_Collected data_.
Content starts
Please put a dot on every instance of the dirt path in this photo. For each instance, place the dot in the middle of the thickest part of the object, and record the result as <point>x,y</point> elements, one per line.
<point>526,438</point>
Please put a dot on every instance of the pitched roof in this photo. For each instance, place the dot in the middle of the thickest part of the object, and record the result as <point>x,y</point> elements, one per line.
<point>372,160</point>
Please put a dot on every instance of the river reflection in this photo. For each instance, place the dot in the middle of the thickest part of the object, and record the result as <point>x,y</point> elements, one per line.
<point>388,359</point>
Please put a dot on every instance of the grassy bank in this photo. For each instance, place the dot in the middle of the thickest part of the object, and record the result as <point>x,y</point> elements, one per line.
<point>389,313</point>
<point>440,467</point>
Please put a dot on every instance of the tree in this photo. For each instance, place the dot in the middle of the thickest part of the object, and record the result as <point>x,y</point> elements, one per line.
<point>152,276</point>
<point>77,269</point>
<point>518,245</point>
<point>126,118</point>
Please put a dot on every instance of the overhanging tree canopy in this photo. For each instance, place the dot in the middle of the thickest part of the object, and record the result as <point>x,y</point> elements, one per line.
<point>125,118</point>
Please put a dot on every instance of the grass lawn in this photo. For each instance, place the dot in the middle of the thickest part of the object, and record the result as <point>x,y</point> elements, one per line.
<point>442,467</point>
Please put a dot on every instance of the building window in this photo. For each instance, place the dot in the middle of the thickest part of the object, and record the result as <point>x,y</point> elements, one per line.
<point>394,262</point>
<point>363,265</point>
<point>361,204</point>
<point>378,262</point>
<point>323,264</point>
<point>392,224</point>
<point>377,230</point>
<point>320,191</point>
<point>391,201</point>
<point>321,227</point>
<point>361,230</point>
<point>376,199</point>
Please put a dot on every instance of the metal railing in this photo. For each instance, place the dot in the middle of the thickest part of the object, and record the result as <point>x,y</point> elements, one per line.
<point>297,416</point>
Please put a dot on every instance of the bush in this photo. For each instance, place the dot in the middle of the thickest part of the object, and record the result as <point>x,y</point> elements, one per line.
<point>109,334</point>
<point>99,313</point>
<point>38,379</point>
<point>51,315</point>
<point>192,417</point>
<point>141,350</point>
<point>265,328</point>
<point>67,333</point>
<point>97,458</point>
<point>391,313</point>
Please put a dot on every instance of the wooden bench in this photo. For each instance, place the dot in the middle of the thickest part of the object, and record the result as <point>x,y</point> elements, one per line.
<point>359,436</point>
Content ends
_YOUR TASK_. Copy every entry exactly, missing none.

_ANSWER TO THE PROBLEM_.
Please put a dot on every instance of the dirt path in this photo. For each instance, place the dot in the middle of the thickest part of the object, and record the result as <point>x,y</point> elements, one per line.
<point>526,438</point>
Please put a dot on every instance of the pitched roof in this photo. For each instance, place the dot in the middle of the thickest part of the object, and record the result as <point>x,y</point> elements, one per line.
<point>372,160</point>
Please put a dot on every instance of the river reflection in this photo. For each instance, place the dot in the middle of the thickest part of the object, and record the result as <point>x,y</point> elements, one per line.
<point>388,359</point>
Please put a dot on every instance of the grassy bank in this photo. For each instance, place the dot in the middle of the thickest part of the object, and record the result as <point>x,y</point> elements, one per line.
<point>389,313</point>
<point>440,467</point>
Please put a dot on every instance of the tree in this photo. For each instance, place the dot in the middle of the thickest part of the object, and record the result as <point>x,y</point> elements, one per line.
<point>152,276</point>
<point>77,269</point>
<point>518,245</point>
<point>126,118</point>
Please put a dot on every instance of the overhanging tree canopy in this photo. For each instance, place the dot in the middle of the thickest part of the object, and record the result as <point>x,y</point> elements, one per line.
<point>125,118</point>
Please put a dot on every instance of the grass lawn in this photo. For each instance, place the dot in the middle of the thickest part of the object, and record the result as <point>x,y</point> elements, one per line.
<point>442,467</point>
Please put a dot on every instance of the building window in this photo. For each instance, place the dot in the middle of the thickest part of the object, and record the result as <point>x,y</point> elements, one per line.
<point>394,262</point>
<point>363,265</point>
<point>361,204</point>
<point>378,262</point>
<point>323,264</point>
<point>392,224</point>
<point>377,230</point>
<point>320,191</point>
<point>391,201</point>
<point>321,227</point>
<point>361,230</point>
<point>376,199</point>
Please put a dot on every instance of the metal railing in this photo. For each instance, place the dot in the middle of the thickest part of the object, and record the result as <point>x,y</point> elements, one per line.
<point>297,416</point>
Please put a dot on every instance of the bush in this photo. For each instance, place the dot in the middle of the thickest part of the object, and record the result as <point>x,y</point> elements, one per line.
<point>109,334</point>
<point>99,313</point>
<point>38,379</point>
<point>51,315</point>
<point>192,417</point>
<point>141,350</point>
<point>265,328</point>
<point>67,333</point>
<point>97,458</point>
<point>391,313</point>
Please put a dot on every instance of the wooden bench in this photo. For each instance, place the dot in the middle of the thickest part of the object, and record the result as <point>x,y</point> elements, one per line.
<point>359,436</point>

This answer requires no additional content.